**Extract to read**.

XIRULA (txulula, txürüla)
   The txirula, just like the txistu, is a vertical nose flute with three holes. It is shorter than the txistu and emits a higher pitched sound (tuned approximately to C). This high pitch makes it particularly vivacious, adding a special kind of sound (a single note often produces a dual harmonic effect), which can be heard from miles around, above and beyond other musical instruments. It also differs from the txistu in its structure and composition, although the instrument itself has undergone very little change over the years. It is made out of a single piece of boxwood (except for the mouthpiece). Often times the ends are reinforced with leather, since this is the part most easily broken if dropped or banged.
   Today the txirula is played in the northeast part of Euskal Herria. And in the Zuberoa region no feast-day or dance is complete without the sound of the txirula.
   The txirula is most commonly played along with a "danburi" (a kind of tamboril or small drum). A single txirula player plays the txirula and the danburi at the same time. The danburi is held against the body with same arm that plays the txirula. Sometimes two txirularis, each with their own danburi, play together. In recent years the danburi is played less and less in the Zuberoa region; more commonly seen today is the txirula-atabal combination. Much the same as we have seen with the txistu, the txirularis have formed musical combination with other instruments such as the violin or the diatonic accordion.
   The txirula-danburi has declined greatly in recent years. According to older documents, it was widespread throughout Navarra (down to Tudela), as well as throughout Iparralde, or the French side of the Basque Country, stretching from the coast to Zuberoa.
   To understand where and what types of groups played these instruments, we refer to a very informative study carried out by Jesús Ramos entitled "Materiales para la elaboración de un censo de músicos populares" (Materials for drawing up a census of folk musicians). As this paper points out, in the eighteenth century, in addition to Iparralde (most of the region) and Navarra, the instrument also appears in Alava, Bizkaia and Gipuzkoa (see ttun-ttun).

(Region labeling entries)

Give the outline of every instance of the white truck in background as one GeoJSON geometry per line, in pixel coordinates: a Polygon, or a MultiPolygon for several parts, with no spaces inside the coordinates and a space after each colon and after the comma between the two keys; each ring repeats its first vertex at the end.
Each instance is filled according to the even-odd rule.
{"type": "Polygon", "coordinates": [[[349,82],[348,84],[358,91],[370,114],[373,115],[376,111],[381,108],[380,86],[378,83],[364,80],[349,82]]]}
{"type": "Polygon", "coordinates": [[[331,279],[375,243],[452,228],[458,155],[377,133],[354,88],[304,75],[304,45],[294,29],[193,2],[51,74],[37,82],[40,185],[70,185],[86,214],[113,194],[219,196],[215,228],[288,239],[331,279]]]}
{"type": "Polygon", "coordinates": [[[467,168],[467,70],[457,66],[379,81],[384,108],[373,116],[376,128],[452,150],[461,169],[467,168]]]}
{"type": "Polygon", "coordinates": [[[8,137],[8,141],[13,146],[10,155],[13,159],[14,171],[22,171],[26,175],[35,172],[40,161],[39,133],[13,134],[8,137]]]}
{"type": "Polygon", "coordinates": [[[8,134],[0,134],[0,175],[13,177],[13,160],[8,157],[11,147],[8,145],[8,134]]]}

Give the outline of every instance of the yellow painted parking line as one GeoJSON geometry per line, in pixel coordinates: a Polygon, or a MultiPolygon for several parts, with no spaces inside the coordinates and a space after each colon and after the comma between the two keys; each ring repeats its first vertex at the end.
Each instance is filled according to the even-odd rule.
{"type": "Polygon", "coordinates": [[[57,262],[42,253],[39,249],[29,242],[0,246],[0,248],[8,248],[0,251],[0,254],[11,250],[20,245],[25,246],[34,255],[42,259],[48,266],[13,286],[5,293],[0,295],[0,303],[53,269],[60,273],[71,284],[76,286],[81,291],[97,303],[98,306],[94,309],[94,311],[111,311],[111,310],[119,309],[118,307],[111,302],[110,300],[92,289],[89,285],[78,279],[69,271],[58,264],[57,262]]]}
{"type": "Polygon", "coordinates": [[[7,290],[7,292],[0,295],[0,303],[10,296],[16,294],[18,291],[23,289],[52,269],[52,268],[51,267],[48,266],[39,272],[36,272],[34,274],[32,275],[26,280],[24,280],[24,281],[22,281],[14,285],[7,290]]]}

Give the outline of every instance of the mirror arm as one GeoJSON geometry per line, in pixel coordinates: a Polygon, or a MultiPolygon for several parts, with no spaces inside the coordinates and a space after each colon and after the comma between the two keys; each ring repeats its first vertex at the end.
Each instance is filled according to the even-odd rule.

**Written problem 1**.
List every region in which the study cited in the txirula text says the instrument appeared in the eighteenth century.
**Written problem 2**.
Rewrite the part of the txirula text starting at "Today the txirula" and ending at "of the txirula.", renaming "txirula" to "xirula".
The region labeling entries are separate material and are unrelated to the text about the txirula.

**Exercise answer 1**.
Iparralde, Navarra, Alava, Bizkaia, Gipuzkoa

**Exercise answer 2**.
Today the xirula is played in the northeast part of Euskal Herria. And in the Zuberoa region no feast-day or dance is complete without the sound of the xirula.